Give Every Feature Its Own Isolated Workspace
Give Every Feature Its Own Isolated Workspace
superpowers core skill · using-git-worktrees
In one line: Don't let AI make big changes in your active workspace. Spin it a separate git worktree — break something and your main dir is untouched.
Scenario: a feature's half-done, then prod blows up
You've got the AI working on the "loyalty points" feature, a pile of files changed and uncommitted. Then prod alerts: the payment page won't open, urgent fix needed. Switch branches in the same workspace? Your uncommitted points changes get tangled with the hotfix, git status is a mess, and the two can corrupt each other.
How to ask the AI
There's an urgent prod bug, but my points feature isn't finished. Use using-git-worktrees to open
a separate worktree for the hotfix: confirm the dir is gitignored, install deps, pass the baseline tests. I'll fix it there without touching these changes.
| ❌ Weak | ✅ Strong |
|---|---|
| Just stash and switch branches to fix | Open a separate worktree to fix; leave the points work untouched |
| Put the worktree anywhere | Put it in .worktrees/, confirm it's gitignored |
| (baseline tests already failing) just fix | Get the baseline green first, or you can't tell the hotfix from old issues |
Put your worktree-directory preference in CLAUDE.md once so it stops asking where.

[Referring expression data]
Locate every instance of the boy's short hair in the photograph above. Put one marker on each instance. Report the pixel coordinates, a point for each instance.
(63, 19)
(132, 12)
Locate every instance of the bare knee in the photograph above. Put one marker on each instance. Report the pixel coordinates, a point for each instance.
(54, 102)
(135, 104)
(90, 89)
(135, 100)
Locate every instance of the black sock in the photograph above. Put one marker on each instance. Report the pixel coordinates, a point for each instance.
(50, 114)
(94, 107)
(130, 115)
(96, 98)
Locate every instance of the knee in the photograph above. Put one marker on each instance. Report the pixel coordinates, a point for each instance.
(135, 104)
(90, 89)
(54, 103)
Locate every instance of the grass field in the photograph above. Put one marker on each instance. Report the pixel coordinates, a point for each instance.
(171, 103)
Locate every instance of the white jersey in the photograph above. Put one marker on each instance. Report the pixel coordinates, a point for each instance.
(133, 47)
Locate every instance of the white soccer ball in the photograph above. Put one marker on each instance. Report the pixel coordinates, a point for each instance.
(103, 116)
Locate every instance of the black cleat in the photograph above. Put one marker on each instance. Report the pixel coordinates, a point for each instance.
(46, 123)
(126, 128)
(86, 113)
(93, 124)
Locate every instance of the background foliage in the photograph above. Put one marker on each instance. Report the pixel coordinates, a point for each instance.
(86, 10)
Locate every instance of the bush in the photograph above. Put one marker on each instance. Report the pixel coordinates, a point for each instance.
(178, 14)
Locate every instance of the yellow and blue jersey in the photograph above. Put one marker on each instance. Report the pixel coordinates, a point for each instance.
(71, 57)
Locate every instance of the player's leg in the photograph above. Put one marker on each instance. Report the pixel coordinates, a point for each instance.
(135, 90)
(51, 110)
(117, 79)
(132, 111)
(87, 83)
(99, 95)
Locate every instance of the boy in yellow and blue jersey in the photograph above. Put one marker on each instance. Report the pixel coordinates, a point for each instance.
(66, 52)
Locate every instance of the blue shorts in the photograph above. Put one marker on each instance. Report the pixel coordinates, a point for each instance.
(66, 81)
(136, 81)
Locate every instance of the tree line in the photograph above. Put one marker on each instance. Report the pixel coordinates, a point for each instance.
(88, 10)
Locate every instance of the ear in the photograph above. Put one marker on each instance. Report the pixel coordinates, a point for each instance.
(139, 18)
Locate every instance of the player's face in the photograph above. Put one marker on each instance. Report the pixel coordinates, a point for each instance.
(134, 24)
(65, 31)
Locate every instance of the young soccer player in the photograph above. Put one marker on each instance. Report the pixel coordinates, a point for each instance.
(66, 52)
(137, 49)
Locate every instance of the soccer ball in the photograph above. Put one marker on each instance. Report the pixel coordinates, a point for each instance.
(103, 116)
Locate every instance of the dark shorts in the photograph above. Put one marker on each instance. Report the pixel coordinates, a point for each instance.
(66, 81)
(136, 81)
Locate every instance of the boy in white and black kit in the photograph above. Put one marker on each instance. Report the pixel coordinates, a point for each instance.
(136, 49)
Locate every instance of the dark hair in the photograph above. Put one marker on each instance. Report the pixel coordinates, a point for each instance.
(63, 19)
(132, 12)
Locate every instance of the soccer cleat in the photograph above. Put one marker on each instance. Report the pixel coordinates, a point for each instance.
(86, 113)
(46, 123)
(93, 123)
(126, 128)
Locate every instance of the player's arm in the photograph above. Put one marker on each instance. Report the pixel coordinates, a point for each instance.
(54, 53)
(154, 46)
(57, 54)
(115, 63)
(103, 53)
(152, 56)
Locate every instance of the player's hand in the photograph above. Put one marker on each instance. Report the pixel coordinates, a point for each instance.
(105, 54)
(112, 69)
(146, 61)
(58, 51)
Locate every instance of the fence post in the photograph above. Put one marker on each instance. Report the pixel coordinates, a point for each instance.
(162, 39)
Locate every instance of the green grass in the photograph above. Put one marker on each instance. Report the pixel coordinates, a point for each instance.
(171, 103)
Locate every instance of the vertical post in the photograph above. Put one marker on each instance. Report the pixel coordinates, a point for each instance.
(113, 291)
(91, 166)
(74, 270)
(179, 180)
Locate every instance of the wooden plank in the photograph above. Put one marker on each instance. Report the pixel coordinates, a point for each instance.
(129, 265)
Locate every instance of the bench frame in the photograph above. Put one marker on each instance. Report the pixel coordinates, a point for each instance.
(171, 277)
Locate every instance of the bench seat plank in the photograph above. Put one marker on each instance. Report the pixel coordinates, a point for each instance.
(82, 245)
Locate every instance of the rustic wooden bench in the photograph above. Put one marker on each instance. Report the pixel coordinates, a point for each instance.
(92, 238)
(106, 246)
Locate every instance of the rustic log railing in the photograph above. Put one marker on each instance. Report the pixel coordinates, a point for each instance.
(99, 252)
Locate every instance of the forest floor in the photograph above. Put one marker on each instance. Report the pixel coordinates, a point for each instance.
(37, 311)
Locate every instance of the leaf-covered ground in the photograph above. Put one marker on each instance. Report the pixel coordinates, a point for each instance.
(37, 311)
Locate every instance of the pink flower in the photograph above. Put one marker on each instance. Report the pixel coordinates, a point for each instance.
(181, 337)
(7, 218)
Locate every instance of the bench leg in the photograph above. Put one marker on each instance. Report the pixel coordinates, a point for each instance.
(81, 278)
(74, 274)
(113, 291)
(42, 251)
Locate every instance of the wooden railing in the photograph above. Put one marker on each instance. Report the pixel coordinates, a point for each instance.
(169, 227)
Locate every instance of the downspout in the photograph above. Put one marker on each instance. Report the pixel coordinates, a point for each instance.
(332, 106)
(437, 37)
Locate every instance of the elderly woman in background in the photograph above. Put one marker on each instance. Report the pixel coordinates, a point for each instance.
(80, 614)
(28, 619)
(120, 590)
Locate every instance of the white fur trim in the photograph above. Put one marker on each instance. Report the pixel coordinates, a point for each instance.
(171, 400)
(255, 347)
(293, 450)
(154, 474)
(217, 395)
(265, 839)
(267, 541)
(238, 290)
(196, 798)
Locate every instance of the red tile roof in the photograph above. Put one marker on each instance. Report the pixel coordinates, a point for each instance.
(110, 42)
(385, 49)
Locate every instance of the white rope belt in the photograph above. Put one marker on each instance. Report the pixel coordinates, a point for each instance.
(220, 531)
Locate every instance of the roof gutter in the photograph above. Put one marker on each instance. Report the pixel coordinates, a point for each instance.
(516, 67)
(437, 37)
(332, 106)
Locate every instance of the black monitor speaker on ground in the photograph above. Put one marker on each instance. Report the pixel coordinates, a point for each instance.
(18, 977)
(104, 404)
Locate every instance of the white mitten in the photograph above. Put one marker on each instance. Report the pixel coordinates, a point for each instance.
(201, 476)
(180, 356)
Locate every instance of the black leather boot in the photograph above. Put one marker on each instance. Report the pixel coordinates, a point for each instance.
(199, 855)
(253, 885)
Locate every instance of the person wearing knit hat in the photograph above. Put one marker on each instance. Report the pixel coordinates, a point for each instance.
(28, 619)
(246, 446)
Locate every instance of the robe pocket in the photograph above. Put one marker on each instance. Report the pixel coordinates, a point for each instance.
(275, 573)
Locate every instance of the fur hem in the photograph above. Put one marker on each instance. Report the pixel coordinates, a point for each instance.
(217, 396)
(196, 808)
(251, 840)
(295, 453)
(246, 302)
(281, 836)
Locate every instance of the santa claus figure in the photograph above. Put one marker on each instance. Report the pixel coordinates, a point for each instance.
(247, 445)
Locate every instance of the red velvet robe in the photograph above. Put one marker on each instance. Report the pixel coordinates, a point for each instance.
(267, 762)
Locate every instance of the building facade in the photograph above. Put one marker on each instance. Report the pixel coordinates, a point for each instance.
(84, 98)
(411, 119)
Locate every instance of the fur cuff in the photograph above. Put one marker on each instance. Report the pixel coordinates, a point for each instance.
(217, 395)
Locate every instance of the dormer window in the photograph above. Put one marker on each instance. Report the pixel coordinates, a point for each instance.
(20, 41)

Problems to solve »
- a) Decide whether each statement agrees with the worktree guide, answering yes or no and quoting the guide's deciding words: (i) the worktree should go in .worktrees/ and be confirmed as gitignored; (ii) if the baseline tests are already failing, the hotfix should be made right away; (iii) the worktree-directory preference can be recorded in CLAUDE.md.
- b) Write what comes next in the worktree guide, picking up after its final sentence.

Task results »
- a)
(i) Yes: "Put it in .worktrees/, confirm it's gitignored"
(ii) No: "Get the baseline green first, or you can't tell the hotfix from old issues"
(iii) Yes: "Put your worktree-directory preference in CLAUDE.md once so it stops asking where."

- b)
How it'll walk you through it
It picks the directory by priority (existing .worktrees/ > a CLAUDE.md preference > ask you), and runs git check-ignore to confirm it's ignored (if not, it adds to .gitignore first, or the worktree's contents get committed). Then it creates the worktree, installs deps, runs the baseline to confirm clean, and reports "path + tests passing + ready." You fix the payment bug in that clean sandbox while your points changes sit untouched; when done, merge and clean up with git worktree remove.
Remember one line
using-git-worktrees = have the AI work in an isolated sandbox. Especially handy when an urgent task interrupts unfinished work: a worktree each, no cross-contamination; clean up with git worktree remove, not rm.